--- Stored data Enclosed Below ---

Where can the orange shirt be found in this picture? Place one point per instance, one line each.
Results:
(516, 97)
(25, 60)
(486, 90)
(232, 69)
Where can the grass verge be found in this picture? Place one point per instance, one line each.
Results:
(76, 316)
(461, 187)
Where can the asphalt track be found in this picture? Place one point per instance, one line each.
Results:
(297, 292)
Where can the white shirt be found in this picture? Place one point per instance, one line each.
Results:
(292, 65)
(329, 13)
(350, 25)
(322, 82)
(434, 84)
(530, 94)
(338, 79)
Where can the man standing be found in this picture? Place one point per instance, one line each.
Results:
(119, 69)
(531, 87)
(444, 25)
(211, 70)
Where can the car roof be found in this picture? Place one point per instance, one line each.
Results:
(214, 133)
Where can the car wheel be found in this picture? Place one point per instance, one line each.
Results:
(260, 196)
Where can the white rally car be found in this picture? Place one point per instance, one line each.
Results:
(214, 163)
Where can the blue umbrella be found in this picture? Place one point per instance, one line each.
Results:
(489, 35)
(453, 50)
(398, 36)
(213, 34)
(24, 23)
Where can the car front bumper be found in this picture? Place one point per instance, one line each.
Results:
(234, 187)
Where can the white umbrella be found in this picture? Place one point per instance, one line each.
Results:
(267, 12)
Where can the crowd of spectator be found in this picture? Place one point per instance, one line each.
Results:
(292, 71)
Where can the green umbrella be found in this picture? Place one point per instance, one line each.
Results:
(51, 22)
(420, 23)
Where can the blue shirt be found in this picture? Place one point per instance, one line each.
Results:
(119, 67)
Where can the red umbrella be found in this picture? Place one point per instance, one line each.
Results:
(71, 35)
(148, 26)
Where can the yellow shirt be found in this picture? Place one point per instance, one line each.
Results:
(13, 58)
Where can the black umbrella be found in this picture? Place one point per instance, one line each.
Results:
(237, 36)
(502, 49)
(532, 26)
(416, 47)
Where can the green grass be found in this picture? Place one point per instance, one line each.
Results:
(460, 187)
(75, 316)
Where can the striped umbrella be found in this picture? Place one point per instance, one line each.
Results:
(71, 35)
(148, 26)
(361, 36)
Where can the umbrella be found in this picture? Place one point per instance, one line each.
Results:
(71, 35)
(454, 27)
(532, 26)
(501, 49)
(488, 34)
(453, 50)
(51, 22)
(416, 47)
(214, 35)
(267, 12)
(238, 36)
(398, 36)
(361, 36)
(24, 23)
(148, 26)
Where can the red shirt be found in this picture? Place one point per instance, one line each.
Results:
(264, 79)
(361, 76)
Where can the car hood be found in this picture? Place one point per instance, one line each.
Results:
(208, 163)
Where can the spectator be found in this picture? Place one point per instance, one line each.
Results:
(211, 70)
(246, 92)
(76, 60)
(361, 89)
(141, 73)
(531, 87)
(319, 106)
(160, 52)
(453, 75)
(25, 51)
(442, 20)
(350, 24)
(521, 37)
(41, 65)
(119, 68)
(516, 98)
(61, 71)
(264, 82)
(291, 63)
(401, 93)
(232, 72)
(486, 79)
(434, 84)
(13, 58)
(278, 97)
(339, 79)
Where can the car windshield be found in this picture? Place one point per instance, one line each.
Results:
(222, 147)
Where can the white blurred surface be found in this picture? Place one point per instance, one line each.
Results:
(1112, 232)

--- End of Enclosed Stored data ---
--- Stored data Enclosed Below ---

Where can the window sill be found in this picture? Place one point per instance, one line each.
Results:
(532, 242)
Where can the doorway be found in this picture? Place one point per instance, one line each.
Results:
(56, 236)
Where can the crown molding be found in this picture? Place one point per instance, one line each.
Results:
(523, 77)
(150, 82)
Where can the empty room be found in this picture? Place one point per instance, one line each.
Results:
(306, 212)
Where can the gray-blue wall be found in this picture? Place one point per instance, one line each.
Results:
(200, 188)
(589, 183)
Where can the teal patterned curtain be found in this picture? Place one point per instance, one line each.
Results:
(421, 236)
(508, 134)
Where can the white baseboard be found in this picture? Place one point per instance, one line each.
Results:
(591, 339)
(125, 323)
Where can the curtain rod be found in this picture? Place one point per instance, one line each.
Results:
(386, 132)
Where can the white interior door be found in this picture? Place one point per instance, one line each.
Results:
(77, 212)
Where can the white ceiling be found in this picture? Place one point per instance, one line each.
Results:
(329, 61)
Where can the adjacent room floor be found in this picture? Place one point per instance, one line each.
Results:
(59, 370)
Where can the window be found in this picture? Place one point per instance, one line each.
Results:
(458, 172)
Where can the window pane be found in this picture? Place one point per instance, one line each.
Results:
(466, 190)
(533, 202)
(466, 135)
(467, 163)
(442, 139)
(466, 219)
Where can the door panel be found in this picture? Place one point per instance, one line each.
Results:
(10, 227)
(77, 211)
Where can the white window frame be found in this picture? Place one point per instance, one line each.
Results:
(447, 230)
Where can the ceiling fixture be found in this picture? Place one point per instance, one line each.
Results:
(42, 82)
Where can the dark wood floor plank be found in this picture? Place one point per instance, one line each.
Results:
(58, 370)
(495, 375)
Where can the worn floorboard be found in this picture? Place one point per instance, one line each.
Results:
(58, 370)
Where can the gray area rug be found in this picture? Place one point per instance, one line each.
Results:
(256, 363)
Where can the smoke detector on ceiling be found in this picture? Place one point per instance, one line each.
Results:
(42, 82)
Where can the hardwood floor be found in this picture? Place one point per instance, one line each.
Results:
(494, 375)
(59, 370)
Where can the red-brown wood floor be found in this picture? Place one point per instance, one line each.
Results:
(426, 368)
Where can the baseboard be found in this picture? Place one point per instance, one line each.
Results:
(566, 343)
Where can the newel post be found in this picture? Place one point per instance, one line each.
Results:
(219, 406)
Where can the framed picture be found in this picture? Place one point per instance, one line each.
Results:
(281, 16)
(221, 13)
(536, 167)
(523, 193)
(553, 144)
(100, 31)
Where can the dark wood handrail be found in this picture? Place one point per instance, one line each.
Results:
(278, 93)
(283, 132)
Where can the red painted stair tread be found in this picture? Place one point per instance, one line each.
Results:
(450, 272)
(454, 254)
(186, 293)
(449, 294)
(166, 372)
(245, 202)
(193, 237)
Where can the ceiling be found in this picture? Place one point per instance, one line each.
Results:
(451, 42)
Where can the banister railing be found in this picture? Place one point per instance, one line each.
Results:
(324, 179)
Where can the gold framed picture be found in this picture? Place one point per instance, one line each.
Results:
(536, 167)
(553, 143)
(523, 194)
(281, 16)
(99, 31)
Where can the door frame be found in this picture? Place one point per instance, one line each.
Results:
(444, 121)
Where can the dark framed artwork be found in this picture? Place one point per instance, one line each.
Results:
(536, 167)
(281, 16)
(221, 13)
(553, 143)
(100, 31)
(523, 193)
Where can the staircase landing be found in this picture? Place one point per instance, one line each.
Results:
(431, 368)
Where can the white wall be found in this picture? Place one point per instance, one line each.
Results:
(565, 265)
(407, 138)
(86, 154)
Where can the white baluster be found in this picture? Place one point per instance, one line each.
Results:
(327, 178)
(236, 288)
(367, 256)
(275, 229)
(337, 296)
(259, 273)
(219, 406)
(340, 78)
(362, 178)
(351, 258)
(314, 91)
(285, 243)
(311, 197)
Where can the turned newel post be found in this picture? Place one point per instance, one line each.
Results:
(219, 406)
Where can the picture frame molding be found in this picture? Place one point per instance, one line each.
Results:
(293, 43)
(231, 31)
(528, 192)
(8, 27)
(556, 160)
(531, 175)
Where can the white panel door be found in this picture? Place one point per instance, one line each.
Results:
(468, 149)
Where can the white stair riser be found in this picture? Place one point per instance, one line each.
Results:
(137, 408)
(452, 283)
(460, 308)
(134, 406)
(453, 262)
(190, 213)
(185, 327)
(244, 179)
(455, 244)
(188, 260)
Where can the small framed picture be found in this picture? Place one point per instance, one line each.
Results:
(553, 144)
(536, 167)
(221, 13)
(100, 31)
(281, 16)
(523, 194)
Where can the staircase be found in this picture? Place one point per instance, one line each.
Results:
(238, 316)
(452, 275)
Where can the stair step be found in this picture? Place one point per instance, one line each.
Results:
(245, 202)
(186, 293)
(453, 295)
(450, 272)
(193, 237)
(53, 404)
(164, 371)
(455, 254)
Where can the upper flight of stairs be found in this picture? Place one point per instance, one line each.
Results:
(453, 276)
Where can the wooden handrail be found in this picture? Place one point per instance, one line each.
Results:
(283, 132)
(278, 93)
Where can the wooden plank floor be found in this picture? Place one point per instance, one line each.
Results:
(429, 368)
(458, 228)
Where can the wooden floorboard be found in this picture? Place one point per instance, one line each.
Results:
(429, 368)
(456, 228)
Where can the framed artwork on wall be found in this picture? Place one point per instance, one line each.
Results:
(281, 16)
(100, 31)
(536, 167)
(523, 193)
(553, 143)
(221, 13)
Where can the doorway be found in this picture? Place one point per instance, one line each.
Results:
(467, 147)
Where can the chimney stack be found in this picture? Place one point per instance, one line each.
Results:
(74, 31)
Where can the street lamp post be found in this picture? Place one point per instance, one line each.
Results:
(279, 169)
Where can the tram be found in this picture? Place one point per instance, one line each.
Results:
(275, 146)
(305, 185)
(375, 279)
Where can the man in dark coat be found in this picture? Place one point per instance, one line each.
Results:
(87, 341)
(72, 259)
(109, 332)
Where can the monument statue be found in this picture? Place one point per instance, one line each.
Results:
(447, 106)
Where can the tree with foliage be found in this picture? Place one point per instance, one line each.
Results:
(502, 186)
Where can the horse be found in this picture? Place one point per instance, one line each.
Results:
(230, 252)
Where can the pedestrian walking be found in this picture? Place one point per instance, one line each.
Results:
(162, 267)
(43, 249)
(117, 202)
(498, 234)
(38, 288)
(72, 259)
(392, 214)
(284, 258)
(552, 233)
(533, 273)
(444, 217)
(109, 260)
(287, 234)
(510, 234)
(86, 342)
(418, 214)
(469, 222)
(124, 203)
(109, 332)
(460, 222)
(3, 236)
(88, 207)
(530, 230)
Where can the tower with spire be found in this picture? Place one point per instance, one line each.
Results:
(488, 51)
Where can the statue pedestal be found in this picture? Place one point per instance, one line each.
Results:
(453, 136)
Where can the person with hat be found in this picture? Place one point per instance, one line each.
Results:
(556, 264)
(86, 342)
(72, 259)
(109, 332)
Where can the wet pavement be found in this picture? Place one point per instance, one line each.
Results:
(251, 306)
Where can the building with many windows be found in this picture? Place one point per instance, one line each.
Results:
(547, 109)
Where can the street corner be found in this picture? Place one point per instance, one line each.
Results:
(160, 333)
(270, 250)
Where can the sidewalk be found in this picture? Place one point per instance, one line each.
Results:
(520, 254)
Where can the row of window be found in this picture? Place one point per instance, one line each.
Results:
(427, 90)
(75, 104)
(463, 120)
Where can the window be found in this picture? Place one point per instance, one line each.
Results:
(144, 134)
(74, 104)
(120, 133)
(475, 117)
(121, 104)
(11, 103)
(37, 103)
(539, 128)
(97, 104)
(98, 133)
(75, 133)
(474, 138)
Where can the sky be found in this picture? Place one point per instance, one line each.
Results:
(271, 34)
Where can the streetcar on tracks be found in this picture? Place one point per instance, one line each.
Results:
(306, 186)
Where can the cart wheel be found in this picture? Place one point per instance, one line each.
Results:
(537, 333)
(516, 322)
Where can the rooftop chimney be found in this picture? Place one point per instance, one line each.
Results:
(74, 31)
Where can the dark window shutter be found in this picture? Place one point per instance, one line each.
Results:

--- End of Enclosed Stored data ---
--- Stored data Enclosed Below ---

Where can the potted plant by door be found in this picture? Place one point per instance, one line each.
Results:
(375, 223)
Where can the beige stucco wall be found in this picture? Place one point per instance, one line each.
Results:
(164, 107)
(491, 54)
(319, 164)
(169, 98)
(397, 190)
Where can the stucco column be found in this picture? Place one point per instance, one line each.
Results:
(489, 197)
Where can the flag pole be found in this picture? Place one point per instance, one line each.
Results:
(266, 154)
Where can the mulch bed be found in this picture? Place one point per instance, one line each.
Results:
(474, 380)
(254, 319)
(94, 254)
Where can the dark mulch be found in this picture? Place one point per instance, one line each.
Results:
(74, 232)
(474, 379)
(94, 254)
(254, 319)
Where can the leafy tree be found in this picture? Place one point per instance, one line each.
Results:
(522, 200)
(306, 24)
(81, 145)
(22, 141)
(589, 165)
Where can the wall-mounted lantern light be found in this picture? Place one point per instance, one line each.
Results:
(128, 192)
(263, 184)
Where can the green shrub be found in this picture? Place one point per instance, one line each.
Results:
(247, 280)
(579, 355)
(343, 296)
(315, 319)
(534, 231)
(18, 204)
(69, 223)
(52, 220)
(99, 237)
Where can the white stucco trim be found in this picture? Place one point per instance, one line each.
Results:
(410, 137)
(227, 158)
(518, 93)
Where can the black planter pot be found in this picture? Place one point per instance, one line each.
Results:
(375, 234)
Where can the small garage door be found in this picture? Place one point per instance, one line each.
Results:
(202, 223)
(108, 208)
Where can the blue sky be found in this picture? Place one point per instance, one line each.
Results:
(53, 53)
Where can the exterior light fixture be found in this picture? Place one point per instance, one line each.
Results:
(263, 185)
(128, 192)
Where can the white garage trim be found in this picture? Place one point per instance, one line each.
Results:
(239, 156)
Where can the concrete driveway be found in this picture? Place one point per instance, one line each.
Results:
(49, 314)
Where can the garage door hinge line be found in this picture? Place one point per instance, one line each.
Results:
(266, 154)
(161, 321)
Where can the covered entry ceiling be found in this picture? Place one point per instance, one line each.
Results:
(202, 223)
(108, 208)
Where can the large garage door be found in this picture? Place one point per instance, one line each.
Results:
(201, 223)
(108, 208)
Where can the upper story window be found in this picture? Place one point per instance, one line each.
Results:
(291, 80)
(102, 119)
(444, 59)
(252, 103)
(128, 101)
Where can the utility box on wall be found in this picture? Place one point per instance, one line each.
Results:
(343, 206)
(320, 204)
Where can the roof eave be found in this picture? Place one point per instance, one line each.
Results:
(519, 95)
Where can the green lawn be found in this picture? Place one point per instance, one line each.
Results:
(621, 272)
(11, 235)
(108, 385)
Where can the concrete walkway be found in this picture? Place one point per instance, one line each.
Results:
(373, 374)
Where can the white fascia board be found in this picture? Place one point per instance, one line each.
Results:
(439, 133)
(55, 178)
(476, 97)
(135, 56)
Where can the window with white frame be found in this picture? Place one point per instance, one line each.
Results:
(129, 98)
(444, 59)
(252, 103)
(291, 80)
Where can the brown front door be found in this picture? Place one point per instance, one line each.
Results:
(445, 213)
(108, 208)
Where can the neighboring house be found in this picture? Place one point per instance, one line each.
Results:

--- End of Enclosed Stored data ---

> Task statement
From the records above, print only the lines between the one holding "Where can the red umbrella" and the one holding "Where can the spectator", inclusive, exactly as they stand.

> Result
Where can the red umbrella be found in this picture? Place one point per instance, one line each.
Results:
(71, 35)
(148, 26)
Where can the yellow shirt be found in this picture? Place one point per instance, one line each.
Results:
(13, 58)
Where can the black umbrella be found in this picture? Place one point per instance, one line each.
Results:
(237, 36)
(502, 49)
(532, 26)
(416, 47)
Where can the green grass be found in this picture? Place one point per instance, one line each.
Results:
(460, 187)
(75, 316)
Where can the striped umbrella be found in this picture? Place one point per instance, one line each.
Results:
(71, 35)
(148, 26)
(361, 36)
Where can the umbrella be found in this picture? Place one point per instance, one line each.
Results:
(71, 35)
(454, 27)
(532, 26)
(501, 49)
(488, 34)
(453, 50)
(51, 22)
(416, 47)
(214, 35)
(267, 12)
(238, 36)
(398, 36)
(361, 36)
(24, 23)
(148, 26)
Where can the red shirt be found in this picture? Place one point per instance, one line each.
Results:
(264, 79)
(361, 76)
Where can the car hood be found in this picture? Place one point per instance, one line each.
Results:
(208, 163)
Where can the spectator be found in this picture? Place one point per instance, one line each.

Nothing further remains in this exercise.